*** FRAGMENTO DE ORIGEN
Con toda razón, hemos reaccionado con angustia ante los resultados electorales de Estados Unidos. No sólo nos preocupan las consecuencias del inminente enfrentamiento que amenaza nuestras relaciones con los vecinos poderosos sino, en un sentido más profundo, nos interesa asimilar y comprender las razones que hicieron ganar al candidato que logró exacerbar el espíritu más conservador, más racista y más xenófobo de América.

Muchos cometimos el error de asegurar que Trump nunca ganaría las elecciones. Confíamos en los datos que arrojaban las encuestas, pero también creímos que era imposible que ese caudal de prepotencia y de cinismo contara con el respaldo de la mayoría. “Nada es verdad ni es mentira —reza el conocidísimo poema de Ramón de Campoamor—, todo es según el color/del cristal con que se mira”. Así que nos asomamos solamente a nuestros propios miradores e ignoramos la realidad política que se iba conformando ante nuestra incredulidad, hasta desembocar en el acontecimiento que está llamado a marcar el verdadero nacimiento de este nuevo siglo: la peor pesadilla de Philip Roth, La conjura contra América, consolidada con políticos de carne y hueso.
******
*** MATERIAL DEL EJERCICIO
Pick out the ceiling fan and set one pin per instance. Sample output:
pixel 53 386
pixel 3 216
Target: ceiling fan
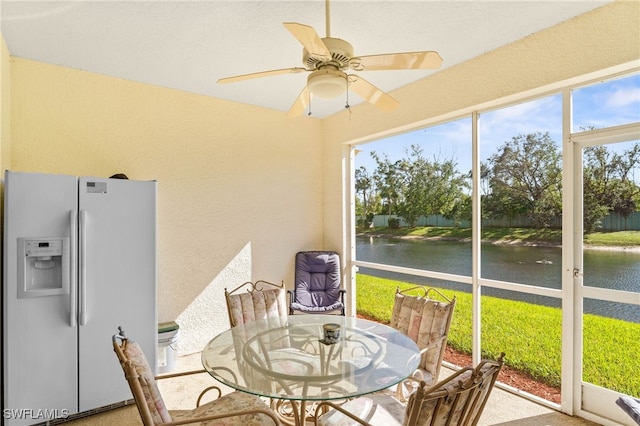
pixel 327 59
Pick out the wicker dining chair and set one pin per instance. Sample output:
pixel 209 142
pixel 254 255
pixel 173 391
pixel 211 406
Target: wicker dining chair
pixel 426 320
pixel 458 400
pixel 235 408
pixel 255 301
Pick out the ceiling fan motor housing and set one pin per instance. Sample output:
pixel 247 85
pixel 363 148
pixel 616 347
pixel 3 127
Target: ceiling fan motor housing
pixel 341 53
pixel 327 82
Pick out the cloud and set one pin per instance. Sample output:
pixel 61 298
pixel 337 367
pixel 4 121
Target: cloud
pixel 623 97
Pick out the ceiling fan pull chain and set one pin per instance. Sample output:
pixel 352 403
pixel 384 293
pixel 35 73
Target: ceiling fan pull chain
pixel 347 106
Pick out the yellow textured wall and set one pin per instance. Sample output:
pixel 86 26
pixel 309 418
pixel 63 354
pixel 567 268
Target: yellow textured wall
pixel 241 189
pixel 5 106
pixel 238 190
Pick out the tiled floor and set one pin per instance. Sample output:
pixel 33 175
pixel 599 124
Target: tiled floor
pixel 503 408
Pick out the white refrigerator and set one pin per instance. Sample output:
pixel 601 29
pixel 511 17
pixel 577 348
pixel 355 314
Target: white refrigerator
pixel 79 261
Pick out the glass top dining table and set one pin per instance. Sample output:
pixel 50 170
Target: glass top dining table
pixel 288 358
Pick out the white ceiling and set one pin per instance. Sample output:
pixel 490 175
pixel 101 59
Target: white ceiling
pixel 188 45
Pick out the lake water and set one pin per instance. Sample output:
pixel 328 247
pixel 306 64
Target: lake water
pixel 540 266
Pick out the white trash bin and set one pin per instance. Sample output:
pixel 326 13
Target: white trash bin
pixel 167 350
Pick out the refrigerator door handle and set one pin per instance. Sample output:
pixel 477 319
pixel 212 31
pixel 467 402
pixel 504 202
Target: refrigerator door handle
pixel 73 302
pixel 83 267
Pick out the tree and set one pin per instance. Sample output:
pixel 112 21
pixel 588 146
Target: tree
pixel 608 184
pixel 387 181
pixel 364 186
pixel 525 178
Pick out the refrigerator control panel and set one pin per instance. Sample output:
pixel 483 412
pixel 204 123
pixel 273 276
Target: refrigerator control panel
pixel 43 267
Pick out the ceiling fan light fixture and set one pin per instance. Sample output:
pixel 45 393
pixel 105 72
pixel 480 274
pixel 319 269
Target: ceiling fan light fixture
pixel 327 83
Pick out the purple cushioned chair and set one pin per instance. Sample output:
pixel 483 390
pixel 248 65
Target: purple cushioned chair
pixel 317 284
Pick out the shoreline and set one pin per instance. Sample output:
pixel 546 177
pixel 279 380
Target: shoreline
pixel 628 249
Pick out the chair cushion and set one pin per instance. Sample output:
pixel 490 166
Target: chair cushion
pixel 631 406
pixel 257 305
pixel 424 321
pixel 317 280
pixel 152 395
pixel 232 402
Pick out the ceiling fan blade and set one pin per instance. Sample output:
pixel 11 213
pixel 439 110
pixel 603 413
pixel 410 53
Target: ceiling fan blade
pixel 426 60
pixel 301 103
pixel 371 93
pixel 260 74
pixel 310 40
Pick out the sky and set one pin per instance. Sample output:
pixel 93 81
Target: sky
pixel 603 105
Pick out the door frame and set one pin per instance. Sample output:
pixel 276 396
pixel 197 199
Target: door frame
pixel 582 398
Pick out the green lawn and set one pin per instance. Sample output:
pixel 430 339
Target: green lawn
pixel 522 235
pixel 529 334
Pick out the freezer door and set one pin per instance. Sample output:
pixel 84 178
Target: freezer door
pixel 39 334
pixel 117 281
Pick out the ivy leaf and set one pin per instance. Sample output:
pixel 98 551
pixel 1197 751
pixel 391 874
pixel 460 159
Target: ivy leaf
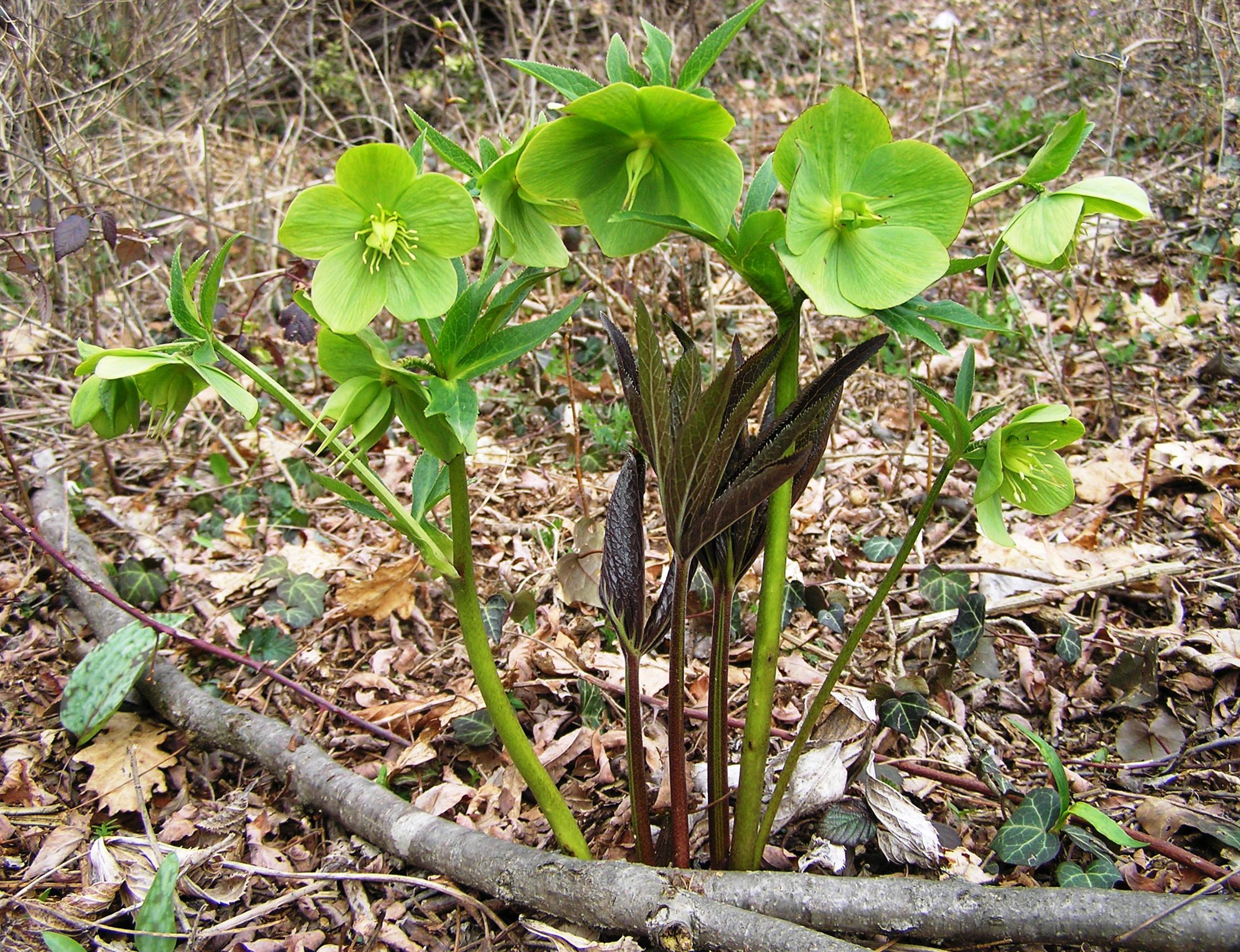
pixel 880 548
pixel 1023 841
pixel 158 913
pixel 904 713
pixel 970 623
pixel 139 582
pixel 943 589
pixel 1102 873
pixel 1069 645
pixel 474 729
pixel 849 824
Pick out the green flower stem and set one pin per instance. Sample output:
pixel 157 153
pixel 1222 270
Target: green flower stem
pixel 489 685
pixel 999 187
pixel 354 463
pixel 746 845
pixel 677 766
pixel 846 652
pixel 717 722
pixel 635 749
******
▶ _TAREAS ESCRITAS_:
1 > Según el fragmento sobre las elecciones de Estados Unidos, ¿qué obra de Philip Roth se menciona?
2 > Copia, por favor, las líneas de las entradas comprendidas entre la que contiene "Pick out the shoreline" y la que contiene "pixel 582 398", ambas incluidas.
El fragmento y las entradas no tienen relación entre sí.

▶ _RESPUESTAS POR TAREA_:
1 > La conjura contra América.

2 >
Pick out the shoreline and set one pin per instance. Sample output:
pixel 546 177
pixel 279 380
Target: shoreline
pixel 628 249
Pick out the chair cushion and set one pin per instance. Sample output:
pixel 490 166
Target: chair cushion
pixel 631 406
pixel 257 305
pixel 424 321
pixel 317 280
pixel 152 395
pixel 232 402
Pick out the ceiling fan blade and set one pin per instance. Sample output:
pixel 11 213
pixel 439 110
pixel 603 413
pixel 410 53
Target: ceiling fan blade
pixel 426 60
pixel 301 103
pixel 371 93
pixel 260 74
pixel 310 40
Pick out the sky and set one pin per instance. Sample output:
pixel 93 81
Target: sky
pixel 603 105
Pick out the door frame and set one pin per instance. Sample output:
pixel 276 396
pixel 197 199
Target: door frame
pixel 582 398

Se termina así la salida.